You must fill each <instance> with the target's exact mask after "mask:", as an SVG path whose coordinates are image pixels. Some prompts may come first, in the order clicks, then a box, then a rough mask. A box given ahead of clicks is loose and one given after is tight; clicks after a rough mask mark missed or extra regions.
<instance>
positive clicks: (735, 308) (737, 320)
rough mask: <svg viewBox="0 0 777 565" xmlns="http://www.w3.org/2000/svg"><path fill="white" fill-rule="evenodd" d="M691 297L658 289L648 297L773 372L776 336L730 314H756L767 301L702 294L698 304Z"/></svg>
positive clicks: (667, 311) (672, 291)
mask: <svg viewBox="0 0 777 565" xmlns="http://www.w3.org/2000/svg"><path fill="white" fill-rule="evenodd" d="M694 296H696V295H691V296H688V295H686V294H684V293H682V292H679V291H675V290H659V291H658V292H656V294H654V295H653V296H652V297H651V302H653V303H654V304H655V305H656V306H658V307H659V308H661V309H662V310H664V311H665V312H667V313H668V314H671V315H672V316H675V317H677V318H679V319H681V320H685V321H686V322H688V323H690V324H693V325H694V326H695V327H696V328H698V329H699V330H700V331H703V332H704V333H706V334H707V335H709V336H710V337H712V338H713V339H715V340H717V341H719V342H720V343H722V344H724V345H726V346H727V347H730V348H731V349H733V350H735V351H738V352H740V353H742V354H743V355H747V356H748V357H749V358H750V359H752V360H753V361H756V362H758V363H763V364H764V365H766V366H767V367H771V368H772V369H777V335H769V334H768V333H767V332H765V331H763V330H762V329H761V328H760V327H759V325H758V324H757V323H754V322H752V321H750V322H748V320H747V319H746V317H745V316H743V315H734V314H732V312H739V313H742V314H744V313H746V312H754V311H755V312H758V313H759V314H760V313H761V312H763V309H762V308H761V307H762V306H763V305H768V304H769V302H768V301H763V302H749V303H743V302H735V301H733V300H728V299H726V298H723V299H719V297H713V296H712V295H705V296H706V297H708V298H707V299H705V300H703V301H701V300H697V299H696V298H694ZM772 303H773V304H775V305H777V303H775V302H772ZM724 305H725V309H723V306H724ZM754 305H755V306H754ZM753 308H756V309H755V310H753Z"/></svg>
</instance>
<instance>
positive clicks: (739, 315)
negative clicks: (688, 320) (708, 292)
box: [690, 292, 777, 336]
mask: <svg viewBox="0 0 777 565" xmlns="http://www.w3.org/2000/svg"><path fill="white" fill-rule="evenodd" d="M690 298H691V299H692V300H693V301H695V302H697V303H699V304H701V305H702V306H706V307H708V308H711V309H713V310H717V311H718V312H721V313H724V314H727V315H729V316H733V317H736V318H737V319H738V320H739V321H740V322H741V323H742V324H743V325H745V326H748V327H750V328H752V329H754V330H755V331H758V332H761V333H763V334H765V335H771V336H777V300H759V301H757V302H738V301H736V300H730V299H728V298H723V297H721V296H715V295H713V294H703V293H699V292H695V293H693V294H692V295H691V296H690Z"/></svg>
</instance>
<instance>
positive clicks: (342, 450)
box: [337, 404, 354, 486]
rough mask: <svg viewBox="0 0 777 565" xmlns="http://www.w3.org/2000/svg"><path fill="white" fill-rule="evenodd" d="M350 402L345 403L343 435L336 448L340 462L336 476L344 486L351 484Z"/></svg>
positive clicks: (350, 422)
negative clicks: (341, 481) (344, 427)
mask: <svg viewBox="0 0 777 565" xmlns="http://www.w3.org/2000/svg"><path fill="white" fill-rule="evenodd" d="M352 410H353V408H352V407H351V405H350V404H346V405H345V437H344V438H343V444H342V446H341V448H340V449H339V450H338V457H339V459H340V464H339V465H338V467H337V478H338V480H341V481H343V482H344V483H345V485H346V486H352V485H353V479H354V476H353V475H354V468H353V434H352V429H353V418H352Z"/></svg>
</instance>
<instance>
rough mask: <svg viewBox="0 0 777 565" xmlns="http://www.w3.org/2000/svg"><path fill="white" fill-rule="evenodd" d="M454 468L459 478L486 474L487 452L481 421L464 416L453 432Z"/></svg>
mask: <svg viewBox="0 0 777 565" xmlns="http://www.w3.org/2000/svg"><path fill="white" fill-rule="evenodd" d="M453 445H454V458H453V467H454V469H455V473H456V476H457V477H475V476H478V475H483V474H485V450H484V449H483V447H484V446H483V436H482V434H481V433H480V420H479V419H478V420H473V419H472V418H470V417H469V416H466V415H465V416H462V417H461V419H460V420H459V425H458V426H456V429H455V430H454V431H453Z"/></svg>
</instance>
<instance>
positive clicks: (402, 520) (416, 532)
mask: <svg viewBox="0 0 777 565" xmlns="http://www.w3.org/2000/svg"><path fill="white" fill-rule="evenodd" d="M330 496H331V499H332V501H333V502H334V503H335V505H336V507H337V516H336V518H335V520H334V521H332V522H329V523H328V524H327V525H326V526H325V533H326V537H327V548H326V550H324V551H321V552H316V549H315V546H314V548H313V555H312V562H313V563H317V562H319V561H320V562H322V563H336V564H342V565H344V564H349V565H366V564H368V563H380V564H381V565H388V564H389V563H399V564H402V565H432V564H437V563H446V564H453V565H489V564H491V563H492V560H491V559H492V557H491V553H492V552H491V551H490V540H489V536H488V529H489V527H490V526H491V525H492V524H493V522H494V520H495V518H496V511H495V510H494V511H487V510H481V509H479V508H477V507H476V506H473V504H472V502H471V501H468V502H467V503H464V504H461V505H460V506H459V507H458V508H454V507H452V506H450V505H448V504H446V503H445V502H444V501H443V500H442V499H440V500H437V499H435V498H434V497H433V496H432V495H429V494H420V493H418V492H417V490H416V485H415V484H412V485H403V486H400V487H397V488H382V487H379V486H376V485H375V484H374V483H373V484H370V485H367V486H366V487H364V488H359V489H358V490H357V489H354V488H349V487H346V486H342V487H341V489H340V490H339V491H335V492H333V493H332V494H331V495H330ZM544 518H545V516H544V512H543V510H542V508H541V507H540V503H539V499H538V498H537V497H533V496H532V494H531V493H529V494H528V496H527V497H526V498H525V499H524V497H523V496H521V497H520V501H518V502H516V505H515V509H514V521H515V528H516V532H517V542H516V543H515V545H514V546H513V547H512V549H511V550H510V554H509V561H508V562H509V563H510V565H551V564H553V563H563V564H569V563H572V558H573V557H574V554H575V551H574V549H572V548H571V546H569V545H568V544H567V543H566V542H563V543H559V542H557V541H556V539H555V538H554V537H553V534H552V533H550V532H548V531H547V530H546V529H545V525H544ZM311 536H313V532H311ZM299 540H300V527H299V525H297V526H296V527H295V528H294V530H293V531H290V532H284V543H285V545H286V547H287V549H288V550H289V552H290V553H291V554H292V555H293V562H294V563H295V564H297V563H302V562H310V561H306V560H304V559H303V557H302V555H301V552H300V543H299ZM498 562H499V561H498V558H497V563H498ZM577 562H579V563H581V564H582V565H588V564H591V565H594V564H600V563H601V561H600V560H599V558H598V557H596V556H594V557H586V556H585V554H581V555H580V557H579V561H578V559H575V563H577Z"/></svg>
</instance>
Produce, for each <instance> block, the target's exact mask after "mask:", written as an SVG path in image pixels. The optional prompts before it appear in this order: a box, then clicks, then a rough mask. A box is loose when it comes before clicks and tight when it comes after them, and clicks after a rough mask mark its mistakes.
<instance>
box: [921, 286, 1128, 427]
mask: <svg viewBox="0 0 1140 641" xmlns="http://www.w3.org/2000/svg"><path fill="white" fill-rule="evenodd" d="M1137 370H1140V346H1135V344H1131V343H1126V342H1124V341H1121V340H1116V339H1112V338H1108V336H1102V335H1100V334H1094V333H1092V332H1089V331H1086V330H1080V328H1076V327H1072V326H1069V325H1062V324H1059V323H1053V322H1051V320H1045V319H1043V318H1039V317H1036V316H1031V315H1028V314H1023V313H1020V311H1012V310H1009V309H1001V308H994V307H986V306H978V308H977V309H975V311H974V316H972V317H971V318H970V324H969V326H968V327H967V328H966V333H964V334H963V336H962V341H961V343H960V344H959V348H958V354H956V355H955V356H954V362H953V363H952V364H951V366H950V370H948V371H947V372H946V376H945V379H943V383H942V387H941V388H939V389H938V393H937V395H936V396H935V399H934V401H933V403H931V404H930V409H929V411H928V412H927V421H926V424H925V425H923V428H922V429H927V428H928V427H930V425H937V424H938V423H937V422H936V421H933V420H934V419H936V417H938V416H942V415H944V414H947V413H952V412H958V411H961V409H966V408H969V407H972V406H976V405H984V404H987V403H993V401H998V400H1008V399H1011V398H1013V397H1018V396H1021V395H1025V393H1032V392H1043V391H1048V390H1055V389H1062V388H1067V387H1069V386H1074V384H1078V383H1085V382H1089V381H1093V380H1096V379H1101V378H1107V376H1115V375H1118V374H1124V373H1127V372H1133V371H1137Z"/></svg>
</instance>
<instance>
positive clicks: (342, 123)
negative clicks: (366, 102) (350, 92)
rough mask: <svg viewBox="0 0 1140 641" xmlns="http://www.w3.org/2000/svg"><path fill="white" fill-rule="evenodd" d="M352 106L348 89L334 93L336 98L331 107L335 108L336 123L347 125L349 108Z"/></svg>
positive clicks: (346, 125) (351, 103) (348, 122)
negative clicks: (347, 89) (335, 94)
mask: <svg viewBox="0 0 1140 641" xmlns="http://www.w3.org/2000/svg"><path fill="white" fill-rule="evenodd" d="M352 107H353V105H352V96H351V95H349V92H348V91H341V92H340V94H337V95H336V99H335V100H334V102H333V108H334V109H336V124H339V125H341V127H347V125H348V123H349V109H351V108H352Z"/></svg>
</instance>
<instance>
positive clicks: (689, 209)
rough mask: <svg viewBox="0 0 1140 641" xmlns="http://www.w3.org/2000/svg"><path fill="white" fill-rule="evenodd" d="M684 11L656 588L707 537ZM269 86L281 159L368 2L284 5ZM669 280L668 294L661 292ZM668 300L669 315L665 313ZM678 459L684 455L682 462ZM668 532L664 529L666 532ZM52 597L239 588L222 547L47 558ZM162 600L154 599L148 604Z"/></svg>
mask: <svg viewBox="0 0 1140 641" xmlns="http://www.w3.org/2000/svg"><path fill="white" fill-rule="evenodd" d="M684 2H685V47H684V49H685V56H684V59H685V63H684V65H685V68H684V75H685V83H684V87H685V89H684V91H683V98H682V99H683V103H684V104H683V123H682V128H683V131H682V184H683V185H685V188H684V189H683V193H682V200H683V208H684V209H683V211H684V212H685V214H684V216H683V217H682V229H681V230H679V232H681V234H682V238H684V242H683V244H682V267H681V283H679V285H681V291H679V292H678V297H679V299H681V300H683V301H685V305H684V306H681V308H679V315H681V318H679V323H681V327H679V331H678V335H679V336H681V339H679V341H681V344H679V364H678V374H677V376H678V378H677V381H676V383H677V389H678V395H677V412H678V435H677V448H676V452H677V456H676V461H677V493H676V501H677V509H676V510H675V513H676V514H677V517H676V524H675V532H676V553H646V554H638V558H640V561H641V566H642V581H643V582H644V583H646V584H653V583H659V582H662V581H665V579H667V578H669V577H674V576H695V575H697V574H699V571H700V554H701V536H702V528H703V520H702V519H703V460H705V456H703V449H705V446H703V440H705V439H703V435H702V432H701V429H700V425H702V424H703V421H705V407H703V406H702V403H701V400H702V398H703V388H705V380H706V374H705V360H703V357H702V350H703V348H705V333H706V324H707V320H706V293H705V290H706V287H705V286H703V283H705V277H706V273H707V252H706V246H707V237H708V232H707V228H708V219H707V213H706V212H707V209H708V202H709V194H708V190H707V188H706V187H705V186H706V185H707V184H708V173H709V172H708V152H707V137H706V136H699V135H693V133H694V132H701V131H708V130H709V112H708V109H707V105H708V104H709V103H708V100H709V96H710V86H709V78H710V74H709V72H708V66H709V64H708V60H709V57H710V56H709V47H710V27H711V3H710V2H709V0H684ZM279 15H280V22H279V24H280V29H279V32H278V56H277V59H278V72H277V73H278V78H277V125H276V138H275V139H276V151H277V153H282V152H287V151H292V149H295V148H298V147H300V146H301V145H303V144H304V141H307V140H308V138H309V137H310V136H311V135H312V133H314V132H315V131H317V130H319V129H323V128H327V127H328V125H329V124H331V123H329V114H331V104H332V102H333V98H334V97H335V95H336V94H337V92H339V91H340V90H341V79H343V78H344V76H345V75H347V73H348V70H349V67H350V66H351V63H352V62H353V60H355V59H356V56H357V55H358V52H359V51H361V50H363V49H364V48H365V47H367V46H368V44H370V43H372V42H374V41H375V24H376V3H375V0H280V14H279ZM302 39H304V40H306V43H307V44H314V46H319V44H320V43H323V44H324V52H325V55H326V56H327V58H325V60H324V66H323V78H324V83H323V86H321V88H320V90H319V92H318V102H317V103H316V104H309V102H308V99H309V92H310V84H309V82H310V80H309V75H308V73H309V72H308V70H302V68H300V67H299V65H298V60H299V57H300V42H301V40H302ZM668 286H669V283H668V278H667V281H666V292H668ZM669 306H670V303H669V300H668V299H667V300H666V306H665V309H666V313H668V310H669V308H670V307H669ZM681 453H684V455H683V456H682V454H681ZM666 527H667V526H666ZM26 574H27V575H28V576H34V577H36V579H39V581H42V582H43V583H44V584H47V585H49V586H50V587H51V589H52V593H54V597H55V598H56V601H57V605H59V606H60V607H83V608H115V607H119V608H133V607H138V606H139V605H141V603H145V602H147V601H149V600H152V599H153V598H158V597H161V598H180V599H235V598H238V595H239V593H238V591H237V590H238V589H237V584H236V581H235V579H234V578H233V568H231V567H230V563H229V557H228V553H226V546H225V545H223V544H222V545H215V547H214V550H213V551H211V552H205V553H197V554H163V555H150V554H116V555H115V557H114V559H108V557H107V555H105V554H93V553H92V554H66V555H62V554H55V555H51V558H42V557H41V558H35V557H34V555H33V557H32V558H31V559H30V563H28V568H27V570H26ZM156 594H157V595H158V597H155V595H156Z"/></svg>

-- Activity --
Scan the material above. Return every line containing the string "order".

-- Written response --
You must fill each <instance> with the target's exact mask after "mask:", as an SVG path whose coordinates are image pixels. Some prompts may come first, in the order clicks, then a box, then a rough mask. A box given ahead of clicks is loose and one given after is tight; clicks after a rough mask mark missed or extra regions.
Produce, for each <instance> block, the target's exact mask after "mask:", written as an SVG path in image pixels. The optional prompts before it appear in this order: a box, then clicks, then a rough mask. A box is loose when it comes before clicks and tight when it comes after them, and clicks after a rough mask mark its mistakes.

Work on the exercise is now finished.